Stored rows start
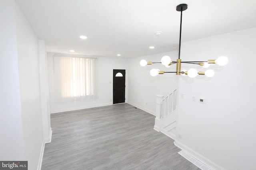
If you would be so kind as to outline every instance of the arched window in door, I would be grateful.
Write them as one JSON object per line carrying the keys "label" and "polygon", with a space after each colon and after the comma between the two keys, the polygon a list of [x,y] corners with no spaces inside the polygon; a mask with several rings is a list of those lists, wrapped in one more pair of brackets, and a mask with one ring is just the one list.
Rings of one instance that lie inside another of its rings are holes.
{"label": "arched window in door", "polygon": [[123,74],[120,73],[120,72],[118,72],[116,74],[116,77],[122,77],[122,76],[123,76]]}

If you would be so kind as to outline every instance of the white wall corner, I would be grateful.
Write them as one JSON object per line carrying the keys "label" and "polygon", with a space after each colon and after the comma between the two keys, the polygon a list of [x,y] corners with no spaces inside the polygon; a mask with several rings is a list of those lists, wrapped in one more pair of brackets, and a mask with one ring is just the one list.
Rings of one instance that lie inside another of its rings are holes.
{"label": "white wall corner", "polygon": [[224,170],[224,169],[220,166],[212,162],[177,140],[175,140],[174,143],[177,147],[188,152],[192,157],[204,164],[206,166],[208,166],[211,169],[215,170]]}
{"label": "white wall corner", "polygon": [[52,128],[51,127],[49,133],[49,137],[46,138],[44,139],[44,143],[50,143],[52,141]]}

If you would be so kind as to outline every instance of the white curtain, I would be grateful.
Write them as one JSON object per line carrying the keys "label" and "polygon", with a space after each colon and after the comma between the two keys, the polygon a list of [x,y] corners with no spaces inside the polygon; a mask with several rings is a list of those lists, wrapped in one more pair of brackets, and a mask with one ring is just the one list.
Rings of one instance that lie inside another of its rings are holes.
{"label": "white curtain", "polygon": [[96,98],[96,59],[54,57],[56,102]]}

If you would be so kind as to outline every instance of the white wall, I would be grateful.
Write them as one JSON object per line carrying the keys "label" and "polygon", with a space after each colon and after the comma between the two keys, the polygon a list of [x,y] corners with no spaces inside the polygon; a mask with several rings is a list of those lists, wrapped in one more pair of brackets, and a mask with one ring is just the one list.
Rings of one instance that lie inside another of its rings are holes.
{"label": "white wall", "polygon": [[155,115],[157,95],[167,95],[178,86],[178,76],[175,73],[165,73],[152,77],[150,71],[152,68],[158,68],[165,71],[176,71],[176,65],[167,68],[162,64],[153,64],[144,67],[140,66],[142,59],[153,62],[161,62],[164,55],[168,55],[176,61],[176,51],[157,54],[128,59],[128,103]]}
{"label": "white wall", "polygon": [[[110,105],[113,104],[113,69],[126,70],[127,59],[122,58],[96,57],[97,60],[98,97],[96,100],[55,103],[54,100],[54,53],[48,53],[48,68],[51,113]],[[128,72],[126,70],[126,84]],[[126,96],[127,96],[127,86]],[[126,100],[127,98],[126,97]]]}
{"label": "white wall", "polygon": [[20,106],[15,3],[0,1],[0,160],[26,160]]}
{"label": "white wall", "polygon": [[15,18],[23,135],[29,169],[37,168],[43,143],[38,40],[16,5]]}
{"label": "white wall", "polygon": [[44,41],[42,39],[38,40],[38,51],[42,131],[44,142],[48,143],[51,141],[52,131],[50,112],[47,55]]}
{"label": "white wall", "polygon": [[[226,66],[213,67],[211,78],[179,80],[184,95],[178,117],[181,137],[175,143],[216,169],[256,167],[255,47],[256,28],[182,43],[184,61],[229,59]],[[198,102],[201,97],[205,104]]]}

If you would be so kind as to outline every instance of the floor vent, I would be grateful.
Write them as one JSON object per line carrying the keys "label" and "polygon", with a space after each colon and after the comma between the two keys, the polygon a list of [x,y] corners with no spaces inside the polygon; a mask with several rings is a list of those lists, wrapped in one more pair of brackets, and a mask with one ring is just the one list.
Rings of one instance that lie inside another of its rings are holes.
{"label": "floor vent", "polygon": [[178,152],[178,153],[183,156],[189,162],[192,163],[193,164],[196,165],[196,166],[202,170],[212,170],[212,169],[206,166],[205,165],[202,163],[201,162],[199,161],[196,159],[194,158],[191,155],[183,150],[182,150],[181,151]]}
Stored rows end
§ Request
Please format every one of the rows above as a numbered list, one line per item, skipping the blank lines. Leave the pictures out of your answer.

§ Response
1. If you would be so kind as to outline every instance of the arched window in door, I would be grateful.
2. Write them as one JSON object per line carrying the keys "label" and "polygon", with a space after each colon and after the comma between the two keys, the polygon a list of [x,y] corners with no spaces inside the polygon; a mask with several rings is a list of those lists, wrapped in one more pair of brackets, and a mask with one ring is just the one list.
3. Rings of one instance that lie inside another of its rings are holes.
4. {"label": "arched window in door", "polygon": [[123,74],[120,73],[120,72],[118,72],[116,74],[116,77],[122,77],[122,76],[123,76]]}
5. If you would be so kind as to outline every instance of the white wall corner, I would be grateful.
6. Write them as one JSON object per line carrying the keys "label" and "polygon", with a space after each colon and after the comma between the two keys, the polygon a list of [x,y] corners with no spaces inside the polygon; a mask with several rings is a list of those lists, wrapped in one more pair of brackets, and a mask with one ring is just the one list.
7. Rings of one instance that lie inside another of its rings are holes.
8. {"label": "white wall corner", "polygon": [[224,170],[224,169],[220,166],[212,162],[177,140],[175,140],[174,143],[177,147],[188,152],[192,157],[204,164],[206,166],[208,166],[211,169],[215,170]]}
9. {"label": "white wall corner", "polygon": [[52,128],[51,127],[49,133],[49,137],[46,138],[44,139],[44,143],[50,143],[52,141]]}
10. If you would be so kind as to outline every instance of the white curtain, I would be grateful.
11. Write them as one JSON object per line carrying the keys "label" and "polygon", with a space after each colon and after the comma between the two keys, the polygon a list of [x,y] corners with no spaces inside the polygon; a mask with several rings is a list of those lists, wrapped in one more pair of brackets, and a mask with one ring is just the one list.
12. Rings of one instance that lie inside another of its rings are holes.
13. {"label": "white curtain", "polygon": [[96,98],[96,59],[54,57],[56,102]]}
14. If you would be so kind as to outline every instance of the white wall, I would be grateful.
15. Write them as one JSON object per line carrying the keys "label" and "polygon", with a space after each colon and after the comma between the two keys, the polygon a list of [x,y] corners with no spaces inside the polygon; a mask with several rings is a list of those lists, wrapped in one more pair of brackets, and a mask with one ring is just the one list.
16. Rings of one instance that lie inside another of its rings are holes.
17. {"label": "white wall", "polygon": [[155,115],[157,95],[167,95],[178,86],[178,76],[175,73],[165,73],[152,77],[150,71],[152,68],[158,68],[165,71],[176,71],[176,65],[167,68],[162,64],[153,64],[144,67],[140,66],[142,59],[153,62],[161,62],[164,55],[168,55],[176,61],[176,51],[157,54],[128,59],[128,103]]}
18. {"label": "white wall", "polygon": [[[110,105],[113,104],[113,69],[126,70],[127,59],[122,58],[96,57],[97,60],[98,97],[96,100],[55,103],[54,100],[54,53],[48,53],[48,68],[51,113]],[[128,72],[126,70],[126,84]],[[126,96],[127,96],[127,86]],[[126,100],[127,98],[126,97]]]}
19. {"label": "white wall", "polygon": [[20,106],[15,3],[0,1],[0,160],[26,160]]}
20. {"label": "white wall", "polygon": [[15,18],[23,135],[29,169],[37,168],[43,143],[38,40],[16,5]]}
21. {"label": "white wall", "polygon": [[44,41],[42,39],[38,40],[38,51],[42,131],[44,142],[48,143],[51,141],[52,131],[50,112],[47,55]]}
22. {"label": "white wall", "polygon": [[[226,66],[213,67],[211,78],[179,80],[184,95],[178,117],[181,137],[175,143],[216,169],[256,167],[255,47],[256,28],[182,43],[184,61],[229,59]],[[198,102],[201,97],[205,104]]]}
23. If you would be so kind as to outline every instance of the floor vent, I would be grateful.
24. Write them as one JSON object per line carrying the keys "label" and "polygon", with a space after each colon and after the comma between the two keys, the polygon a list of [x,y] corners with no spaces inside the polygon; a mask with several rings is a list of those lists, wrapped in one more pair of brackets, and a mask with one ring is just the one list.
25. Rings of one instance that lie inside another of its rings are holes.
26. {"label": "floor vent", "polygon": [[178,152],[178,153],[183,156],[189,162],[192,163],[193,164],[196,165],[196,166],[202,170],[212,170],[212,169],[206,166],[205,165],[202,163],[201,162],[199,161],[196,159],[194,158],[191,155],[183,150],[182,150],[181,151]]}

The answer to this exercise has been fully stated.